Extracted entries
— begin —

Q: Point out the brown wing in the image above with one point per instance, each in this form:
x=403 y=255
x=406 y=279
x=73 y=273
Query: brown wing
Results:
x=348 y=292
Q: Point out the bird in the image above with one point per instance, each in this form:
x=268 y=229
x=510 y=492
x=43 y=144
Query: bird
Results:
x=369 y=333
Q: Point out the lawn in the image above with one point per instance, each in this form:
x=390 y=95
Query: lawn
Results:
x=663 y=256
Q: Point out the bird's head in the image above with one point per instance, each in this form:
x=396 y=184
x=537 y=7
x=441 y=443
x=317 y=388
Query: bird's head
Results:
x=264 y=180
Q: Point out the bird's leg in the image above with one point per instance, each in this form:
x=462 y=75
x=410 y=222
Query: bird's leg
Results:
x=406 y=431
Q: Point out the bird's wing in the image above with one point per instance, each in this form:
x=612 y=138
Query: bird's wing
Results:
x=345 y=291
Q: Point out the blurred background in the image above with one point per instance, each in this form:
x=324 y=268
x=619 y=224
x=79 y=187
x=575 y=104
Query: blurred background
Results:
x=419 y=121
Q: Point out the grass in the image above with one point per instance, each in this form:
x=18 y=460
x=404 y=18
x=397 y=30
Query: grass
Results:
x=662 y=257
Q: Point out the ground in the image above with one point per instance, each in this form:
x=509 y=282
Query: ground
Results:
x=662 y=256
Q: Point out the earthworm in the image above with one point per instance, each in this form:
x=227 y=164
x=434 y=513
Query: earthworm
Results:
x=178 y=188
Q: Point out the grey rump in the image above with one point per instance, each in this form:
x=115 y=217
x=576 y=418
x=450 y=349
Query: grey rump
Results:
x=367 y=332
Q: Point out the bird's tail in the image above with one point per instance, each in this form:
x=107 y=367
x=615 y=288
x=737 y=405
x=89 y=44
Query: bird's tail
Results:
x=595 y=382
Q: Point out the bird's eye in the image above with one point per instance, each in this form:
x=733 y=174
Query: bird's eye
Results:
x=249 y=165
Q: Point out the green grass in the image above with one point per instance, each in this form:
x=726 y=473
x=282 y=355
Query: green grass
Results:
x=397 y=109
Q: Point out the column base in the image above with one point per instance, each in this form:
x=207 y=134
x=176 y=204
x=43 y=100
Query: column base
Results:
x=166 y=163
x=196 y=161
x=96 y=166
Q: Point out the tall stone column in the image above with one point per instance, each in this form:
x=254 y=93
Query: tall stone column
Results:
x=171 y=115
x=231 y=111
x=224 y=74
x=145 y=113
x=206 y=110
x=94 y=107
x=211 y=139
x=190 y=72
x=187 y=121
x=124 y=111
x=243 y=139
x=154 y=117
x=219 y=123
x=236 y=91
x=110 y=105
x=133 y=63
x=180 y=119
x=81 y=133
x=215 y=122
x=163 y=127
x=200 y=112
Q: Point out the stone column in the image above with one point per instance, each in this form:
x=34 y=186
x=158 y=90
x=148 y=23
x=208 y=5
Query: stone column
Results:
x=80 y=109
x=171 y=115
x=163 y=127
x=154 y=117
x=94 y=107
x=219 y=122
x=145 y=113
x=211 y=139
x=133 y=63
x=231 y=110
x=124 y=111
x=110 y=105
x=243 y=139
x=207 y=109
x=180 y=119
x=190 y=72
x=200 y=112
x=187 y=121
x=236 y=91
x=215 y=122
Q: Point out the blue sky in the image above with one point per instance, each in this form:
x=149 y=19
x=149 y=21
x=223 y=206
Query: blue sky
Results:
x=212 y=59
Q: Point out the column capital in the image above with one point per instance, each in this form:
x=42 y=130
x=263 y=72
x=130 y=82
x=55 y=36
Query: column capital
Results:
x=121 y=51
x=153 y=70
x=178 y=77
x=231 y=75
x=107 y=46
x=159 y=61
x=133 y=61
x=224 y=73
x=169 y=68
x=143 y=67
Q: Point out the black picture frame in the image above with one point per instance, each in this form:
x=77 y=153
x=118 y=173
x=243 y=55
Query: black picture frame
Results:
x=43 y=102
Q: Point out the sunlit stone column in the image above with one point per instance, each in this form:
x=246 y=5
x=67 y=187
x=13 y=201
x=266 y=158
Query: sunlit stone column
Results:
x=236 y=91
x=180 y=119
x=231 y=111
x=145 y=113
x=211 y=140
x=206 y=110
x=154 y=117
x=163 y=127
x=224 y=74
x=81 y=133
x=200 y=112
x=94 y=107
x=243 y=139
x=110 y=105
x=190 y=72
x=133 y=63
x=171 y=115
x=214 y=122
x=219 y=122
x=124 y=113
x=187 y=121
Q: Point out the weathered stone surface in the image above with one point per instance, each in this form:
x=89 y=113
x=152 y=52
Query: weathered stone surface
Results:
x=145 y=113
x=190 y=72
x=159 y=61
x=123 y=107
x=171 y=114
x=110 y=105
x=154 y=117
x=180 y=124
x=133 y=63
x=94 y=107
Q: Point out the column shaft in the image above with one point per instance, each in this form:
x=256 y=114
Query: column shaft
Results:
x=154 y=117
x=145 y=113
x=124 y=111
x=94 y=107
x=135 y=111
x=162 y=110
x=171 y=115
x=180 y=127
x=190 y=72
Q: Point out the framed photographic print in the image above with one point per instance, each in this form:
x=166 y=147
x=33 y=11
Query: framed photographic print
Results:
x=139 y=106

— end —

## SHORT EXERCISE
Please copy the lines unchanged, starting with the line that contains "Q: Point out the framed" and ending with the last line of the entries.

## COMPLETE OUTPUT
Q: Point out the framed photographic print in the image above with one point per instance, each in this form:
x=166 y=147
x=33 y=11
Query: framed photographic print
Results:
x=139 y=106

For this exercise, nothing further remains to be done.